(Exercise details):
Reproduce every one of the following records verbatim, line for line.

(Data to use):
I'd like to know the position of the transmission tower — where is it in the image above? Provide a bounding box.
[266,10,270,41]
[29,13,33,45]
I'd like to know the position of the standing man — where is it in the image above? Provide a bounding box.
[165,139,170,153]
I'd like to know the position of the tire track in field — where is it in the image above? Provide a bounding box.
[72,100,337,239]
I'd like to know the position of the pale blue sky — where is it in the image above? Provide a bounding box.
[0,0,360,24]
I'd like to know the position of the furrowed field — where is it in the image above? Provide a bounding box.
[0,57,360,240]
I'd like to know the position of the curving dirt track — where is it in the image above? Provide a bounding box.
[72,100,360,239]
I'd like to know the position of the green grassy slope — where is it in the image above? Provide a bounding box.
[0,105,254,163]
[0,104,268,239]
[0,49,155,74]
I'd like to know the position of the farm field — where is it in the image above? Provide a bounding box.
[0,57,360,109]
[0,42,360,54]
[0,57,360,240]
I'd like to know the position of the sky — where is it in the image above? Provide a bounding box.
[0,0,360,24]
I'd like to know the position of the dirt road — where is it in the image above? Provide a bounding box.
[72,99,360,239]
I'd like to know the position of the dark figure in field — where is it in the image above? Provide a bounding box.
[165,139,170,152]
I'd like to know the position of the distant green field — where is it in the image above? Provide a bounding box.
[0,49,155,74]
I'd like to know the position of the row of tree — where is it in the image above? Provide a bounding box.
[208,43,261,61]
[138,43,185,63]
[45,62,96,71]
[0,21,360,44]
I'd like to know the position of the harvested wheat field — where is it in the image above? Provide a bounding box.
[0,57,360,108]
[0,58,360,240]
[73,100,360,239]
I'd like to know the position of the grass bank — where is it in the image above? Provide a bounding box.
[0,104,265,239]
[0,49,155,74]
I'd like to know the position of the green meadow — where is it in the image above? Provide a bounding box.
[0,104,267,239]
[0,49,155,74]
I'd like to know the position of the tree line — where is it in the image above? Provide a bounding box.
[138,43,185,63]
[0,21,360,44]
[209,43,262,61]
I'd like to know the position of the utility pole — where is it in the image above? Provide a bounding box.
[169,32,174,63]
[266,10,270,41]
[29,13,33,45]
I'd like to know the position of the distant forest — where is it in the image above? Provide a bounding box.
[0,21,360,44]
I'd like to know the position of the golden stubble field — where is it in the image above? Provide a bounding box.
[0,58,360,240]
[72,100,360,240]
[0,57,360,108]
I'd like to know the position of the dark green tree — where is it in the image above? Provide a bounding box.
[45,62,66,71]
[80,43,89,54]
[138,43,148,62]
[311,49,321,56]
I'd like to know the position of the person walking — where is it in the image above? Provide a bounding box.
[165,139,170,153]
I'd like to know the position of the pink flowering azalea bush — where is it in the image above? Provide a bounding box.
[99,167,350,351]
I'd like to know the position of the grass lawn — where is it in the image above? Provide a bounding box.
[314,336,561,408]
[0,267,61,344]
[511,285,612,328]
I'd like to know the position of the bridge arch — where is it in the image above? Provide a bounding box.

(Problem solution):
I'd like to know the position of the transmission tower — where is it in the image above? Provide a bounding box.
[266,10,270,41]
[29,13,33,45]
I'd like to know the position of the standing man — where is it in the image above? Provide a bounding box.
[165,139,170,153]
I'd like to know the position of the tire track in field — where is it in the image above? Provide a bounding box.
[72,100,337,239]
I'd like to know the position of the pale blue sky — where is it in the image above? Provide a bounding box.
[0,0,360,24]
I'd like to know the position of the furrowed field — where is it in the image above? Provide a bounding box.
[0,57,360,240]
I'd like to know the position of the curving dirt track — where is it in the image above? Provide a bounding box.
[72,100,360,239]
I'd like to know the position of the green grassy slope — where is it in the image above? Provide a bounding box.
[0,105,254,163]
[0,104,268,239]
[0,49,155,74]
I'd like to know the position of the farm field — where is it in the image above? Provide a bounding box.
[0,57,360,109]
[0,42,360,54]
[0,57,360,240]
I'd like to know the position of the sky — where is it in the image above? Provide a bounding box.
[0,0,360,24]
I'd like to know the position of the dirt road — where is it in the image above? Provide a bounding box.
[72,99,360,239]
I'd like to know the position of the dark figure in field — where is it in the image above? Provide a bounding box.
[165,139,170,152]
I'd like to know the position of the distant green field — where is it in the image above? Provide a bounding box.
[0,49,155,74]
I'd like to know the position of the row of tree — where is it in the image above? Provide a bounding box.
[208,43,261,61]
[138,43,185,63]
[45,62,96,71]
[0,21,360,44]
I'd like to know the position of the harvested wheat field — where is it in the image above? Provide a bounding box.
[0,57,360,108]
[0,58,360,240]
[73,100,360,239]
I'd like to know the position of the grass bank — where is it in the image above? Provide a bounding box.
[0,104,265,239]
[0,49,155,74]
I'd like to know the position of the green meadow — where is it in the image above? Provide a bounding box.
[0,104,267,239]
[0,49,155,74]
I'd like to know the position of the tree line — where is it in the image above? Provide a bounding box.
[138,43,185,63]
[0,21,360,44]
[209,43,262,61]
I'd like to know the position of the utility pole — where is it in the image above? Provide a bounding box.
[169,32,174,63]
[266,10,270,41]
[29,13,33,45]
I'd like to know the position of the distant forest — where is it in the image above? Provide a bounding box.
[0,21,360,44]
I'd like to know the position of the golden stubble field — where is it in the image above? Provide a bounding box.
[0,58,360,240]
[72,100,360,240]
[0,57,360,108]
I'd like to know the position of the dark green tree — where is it in the image above? Provide a bounding box.
[45,62,66,71]
[80,43,89,54]
[138,43,148,62]
[311,49,321,56]
I'd like to know the position of the person walking — where is it in the image above? Provide a bounding box.
[165,139,170,153]
I'd like to know the position of the pink flowering azalea bush — where is it in the image above? Provide a bounding box.
[99,167,350,351]
I'd like to know the position of the grass lawn — where is it in the image above? Provide a bounding box.
[314,336,561,408]
[0,267,61,344]
[511,285,612,328]
I'd like to know the position of the bridge arch — where is it in the image above? Provide a bounding box.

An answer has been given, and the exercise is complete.